### SHORT PROBLEM
In the entries below, copy verbatim every line from the one containing "In this exercise you will mark every instance of the grassy" through the one containing "pixel 525 553", including both of those lines.

--- Start of ENTRIES SUPPLIED ---

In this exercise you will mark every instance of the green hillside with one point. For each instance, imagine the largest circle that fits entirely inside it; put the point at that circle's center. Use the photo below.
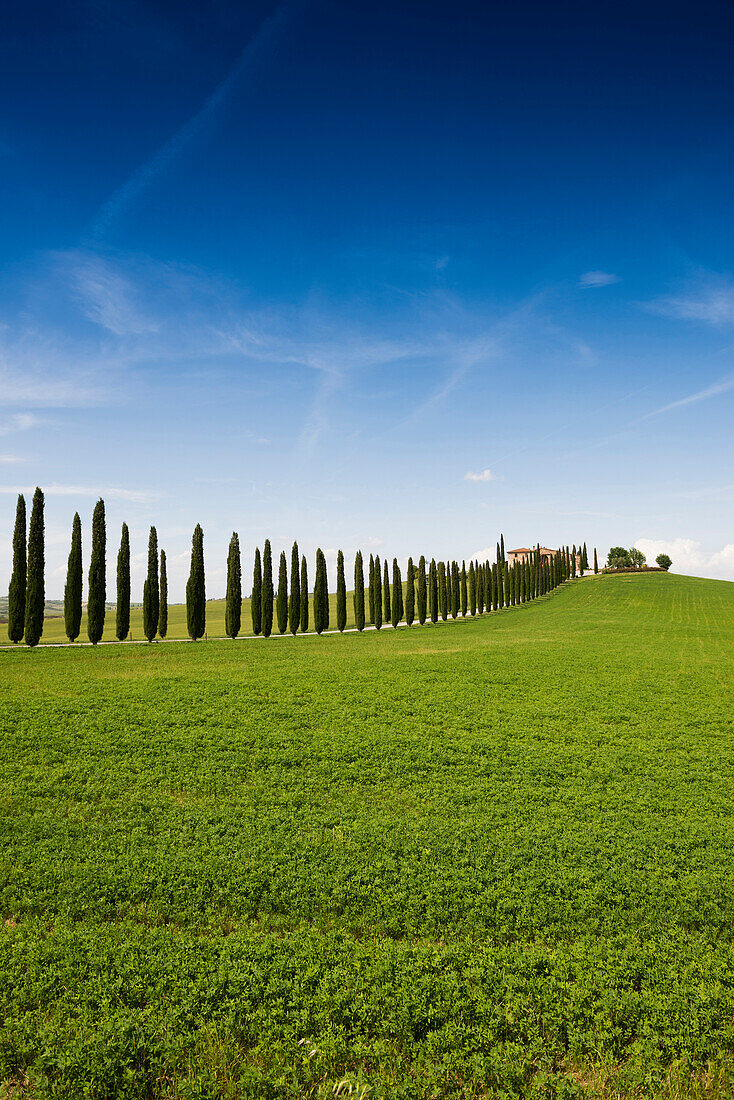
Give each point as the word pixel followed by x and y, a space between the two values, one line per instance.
pixel 486 858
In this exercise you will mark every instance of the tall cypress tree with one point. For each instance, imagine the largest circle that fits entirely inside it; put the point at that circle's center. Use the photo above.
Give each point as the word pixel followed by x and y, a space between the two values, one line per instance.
pixel 423 591
pixel 371 589
pixel 294 605
pixel 35 590
pixel 267 591
pixel 256 596
pixel 409 593
pixel 433 591
pixel 341 593
pixel 442 611
pixel 320 594
pixel 19 578
pixel 74 582
pixel 233 601
pixel 378 593
pixel 386 604
pixel 97 586
pixel 304 594
pixel 163 613
pixel 397 594
pixel 122 608
pixel 359 591
pixel 196 597
pixel 151 592
pixel 282 602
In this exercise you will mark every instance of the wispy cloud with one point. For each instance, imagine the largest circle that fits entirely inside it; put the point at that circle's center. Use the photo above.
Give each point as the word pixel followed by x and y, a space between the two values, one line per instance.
pixel 482 475
pixel 166 153
pixel 133 495
pixel 710 299
pixel 719 387
pixel 598 278
pixel 20 421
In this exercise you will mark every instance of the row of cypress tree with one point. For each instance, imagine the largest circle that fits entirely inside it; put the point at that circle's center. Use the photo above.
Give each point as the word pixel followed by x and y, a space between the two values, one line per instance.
pixel 433 591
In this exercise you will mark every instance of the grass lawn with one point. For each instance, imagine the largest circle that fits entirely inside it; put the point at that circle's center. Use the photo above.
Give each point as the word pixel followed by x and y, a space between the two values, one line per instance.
pixel 484 858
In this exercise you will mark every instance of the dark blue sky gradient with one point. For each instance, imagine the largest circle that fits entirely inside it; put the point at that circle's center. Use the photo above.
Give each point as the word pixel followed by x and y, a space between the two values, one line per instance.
pixel 398 204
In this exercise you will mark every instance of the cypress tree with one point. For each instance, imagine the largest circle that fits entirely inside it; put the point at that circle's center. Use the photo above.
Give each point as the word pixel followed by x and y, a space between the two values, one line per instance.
pixel 233 602
pixel 256 596
pixel 151 592
pixel 397 594
pixel 341 593
pixel 423 591
pixel 378 593
pixel 304 594
pixel 196 597
pixel 97 587
pixel 409 593
pixel 267 591
pixel 19 578
pixel 282 601
pixel 433 591
pixel 163 614
pixel 456 590
pixel 74 582
pixel 359 591
pixel 294 607
pixel 371 589
pixel 442 594
pixel 320 594
pixel 35 592
pixel 122 609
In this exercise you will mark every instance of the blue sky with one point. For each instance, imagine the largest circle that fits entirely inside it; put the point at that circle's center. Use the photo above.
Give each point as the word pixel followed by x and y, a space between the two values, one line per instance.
pixel 396 276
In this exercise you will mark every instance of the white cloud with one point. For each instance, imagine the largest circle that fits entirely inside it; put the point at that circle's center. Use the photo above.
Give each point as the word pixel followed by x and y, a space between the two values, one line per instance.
pixel 690 557
pixel 20 421
pixel 482 475
pixel 719 387
pixel 598 278
pixel 134 495
pixel 711 301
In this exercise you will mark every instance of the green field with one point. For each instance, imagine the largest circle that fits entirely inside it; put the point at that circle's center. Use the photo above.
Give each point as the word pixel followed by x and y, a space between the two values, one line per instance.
pixel 485 858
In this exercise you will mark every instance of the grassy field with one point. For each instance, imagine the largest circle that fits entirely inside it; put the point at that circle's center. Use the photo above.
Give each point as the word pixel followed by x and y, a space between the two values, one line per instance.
pixel 484 858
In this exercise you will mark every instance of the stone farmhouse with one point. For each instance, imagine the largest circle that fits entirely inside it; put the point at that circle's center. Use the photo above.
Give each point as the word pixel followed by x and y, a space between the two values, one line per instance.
pixel 525 553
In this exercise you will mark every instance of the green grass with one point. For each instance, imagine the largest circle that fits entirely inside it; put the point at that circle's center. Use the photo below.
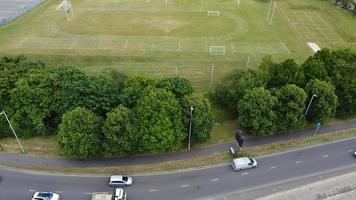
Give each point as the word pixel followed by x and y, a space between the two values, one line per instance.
pixel 158 40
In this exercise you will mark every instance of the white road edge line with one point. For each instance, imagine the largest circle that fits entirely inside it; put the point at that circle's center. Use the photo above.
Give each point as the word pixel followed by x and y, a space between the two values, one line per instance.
pixel 184 186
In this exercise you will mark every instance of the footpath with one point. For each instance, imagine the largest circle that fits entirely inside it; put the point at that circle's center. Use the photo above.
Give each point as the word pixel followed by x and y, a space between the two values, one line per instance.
pixel 28 160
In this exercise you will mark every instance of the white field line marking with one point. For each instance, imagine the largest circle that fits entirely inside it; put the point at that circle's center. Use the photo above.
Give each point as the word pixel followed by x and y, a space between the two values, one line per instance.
pixel 290 22
pixel 126 43
pixel 71 46
pixel 184 186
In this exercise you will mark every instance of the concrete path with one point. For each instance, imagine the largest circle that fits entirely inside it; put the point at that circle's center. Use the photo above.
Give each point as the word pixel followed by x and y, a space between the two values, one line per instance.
pixel 157 158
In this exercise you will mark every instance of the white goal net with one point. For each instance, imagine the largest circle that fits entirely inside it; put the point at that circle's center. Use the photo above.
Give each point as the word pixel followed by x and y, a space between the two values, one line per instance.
pixel 214 13
pixel 217 50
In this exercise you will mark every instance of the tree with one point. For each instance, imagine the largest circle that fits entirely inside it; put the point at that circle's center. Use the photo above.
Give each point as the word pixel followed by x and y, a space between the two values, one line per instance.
pixel 177 85
pixel 290 107
pixel 287 72
pixel 119 135
pixel 11 70
pixel 159 121
pixel 256 112
pixel 325 104
pixel 80 134
pixel 203 118
pixel 34 101
pixel 234 87
pixel 313 68
pixel 133 90
pixel 97 93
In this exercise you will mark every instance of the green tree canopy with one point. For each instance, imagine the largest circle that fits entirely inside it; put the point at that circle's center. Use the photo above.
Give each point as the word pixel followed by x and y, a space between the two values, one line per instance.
pixel 133 90
pixel 203 118
pixel 290 107
pixel 313 68
pixel 177 85
pixel 158 118
pixel 324 105
pixel 119 135
pixel 97 93
pixel 256 112
pixel 287 72
pixel 80 134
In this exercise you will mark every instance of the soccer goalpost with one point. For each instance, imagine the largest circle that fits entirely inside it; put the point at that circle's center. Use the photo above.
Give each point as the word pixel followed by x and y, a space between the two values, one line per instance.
pixel 217 50
pixel 214 13
pixel 65 6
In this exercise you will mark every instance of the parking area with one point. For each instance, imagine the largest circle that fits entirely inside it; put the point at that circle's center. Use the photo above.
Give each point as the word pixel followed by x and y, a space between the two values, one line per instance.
pixel 11 9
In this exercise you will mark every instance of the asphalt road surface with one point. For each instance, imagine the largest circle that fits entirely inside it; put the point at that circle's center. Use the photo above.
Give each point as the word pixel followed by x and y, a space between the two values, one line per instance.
pixel 196 184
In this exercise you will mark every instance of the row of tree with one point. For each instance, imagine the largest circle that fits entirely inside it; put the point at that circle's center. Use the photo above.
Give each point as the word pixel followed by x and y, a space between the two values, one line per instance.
pixel 274 97
pixel 108 114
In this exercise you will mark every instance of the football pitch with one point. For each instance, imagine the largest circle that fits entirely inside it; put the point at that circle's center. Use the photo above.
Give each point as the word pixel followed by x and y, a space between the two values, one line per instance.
pixel 177 37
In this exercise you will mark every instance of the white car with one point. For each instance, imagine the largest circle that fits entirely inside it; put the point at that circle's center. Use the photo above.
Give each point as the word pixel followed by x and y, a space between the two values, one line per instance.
pixel 243 163
pixel 120 180
pixel 46 196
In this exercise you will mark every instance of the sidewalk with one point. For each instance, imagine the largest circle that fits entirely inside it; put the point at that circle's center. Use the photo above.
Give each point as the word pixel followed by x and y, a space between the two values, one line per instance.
pixel 149 159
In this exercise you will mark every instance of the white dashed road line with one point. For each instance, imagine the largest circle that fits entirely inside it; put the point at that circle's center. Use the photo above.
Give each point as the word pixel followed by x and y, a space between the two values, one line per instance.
pixel 184 186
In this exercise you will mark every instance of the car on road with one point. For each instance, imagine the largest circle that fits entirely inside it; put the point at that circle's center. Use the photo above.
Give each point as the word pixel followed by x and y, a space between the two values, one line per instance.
pixel 120 180
pixel 46 196
pixel 243 163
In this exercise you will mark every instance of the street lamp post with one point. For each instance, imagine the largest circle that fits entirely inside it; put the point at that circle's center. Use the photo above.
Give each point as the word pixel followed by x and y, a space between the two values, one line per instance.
pixel 190 126
pixel 13 131
pixel 311 100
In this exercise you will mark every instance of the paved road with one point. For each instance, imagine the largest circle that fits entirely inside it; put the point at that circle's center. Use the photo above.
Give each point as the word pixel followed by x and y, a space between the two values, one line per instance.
pixel 146 159
pixel 197 184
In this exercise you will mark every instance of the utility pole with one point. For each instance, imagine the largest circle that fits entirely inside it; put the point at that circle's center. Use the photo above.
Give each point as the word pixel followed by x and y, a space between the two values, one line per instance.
pixel 190 126
pixel 13 131
pixel 311 100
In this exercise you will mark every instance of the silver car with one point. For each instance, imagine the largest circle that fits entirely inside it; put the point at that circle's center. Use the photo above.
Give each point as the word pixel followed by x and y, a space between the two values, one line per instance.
pixel 120 180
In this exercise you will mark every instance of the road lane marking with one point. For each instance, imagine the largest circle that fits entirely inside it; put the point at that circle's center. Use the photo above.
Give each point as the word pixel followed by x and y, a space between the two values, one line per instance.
pixel 184 186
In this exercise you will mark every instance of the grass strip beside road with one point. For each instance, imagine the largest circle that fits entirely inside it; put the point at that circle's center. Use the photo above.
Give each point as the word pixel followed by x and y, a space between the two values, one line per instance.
pixel 213 159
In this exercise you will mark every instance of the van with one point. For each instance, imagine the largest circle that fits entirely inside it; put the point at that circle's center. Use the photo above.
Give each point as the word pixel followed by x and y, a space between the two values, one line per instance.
pixel 243 163
pixel 120 194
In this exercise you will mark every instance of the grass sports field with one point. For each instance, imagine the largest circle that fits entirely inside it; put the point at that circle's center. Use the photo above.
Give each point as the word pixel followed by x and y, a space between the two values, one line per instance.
pixel 174 37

--- End of ENTRIES SUPPLIED ---

### SOLUTION FOR THIS PROBLEM
In this exercise you will mark every instance of the grassy field with one point. For each instance, imagine the largest circle that fits entirely inside it; put the point at that circle's center. Use the photo above.
Give each point as the word pixel followed by x and y, a space between the two values, one line per instance.
pixel 484 858
In this exercise you will mark every instance of the stone farmhouse with one point. For each instance, imagine the largest circle that fits entirely inside it; put the point at that circle's center. Use the photo above.
Give each point as the word pixel followed by x and y, a space between the two values, one line per instance.
pixel 525 553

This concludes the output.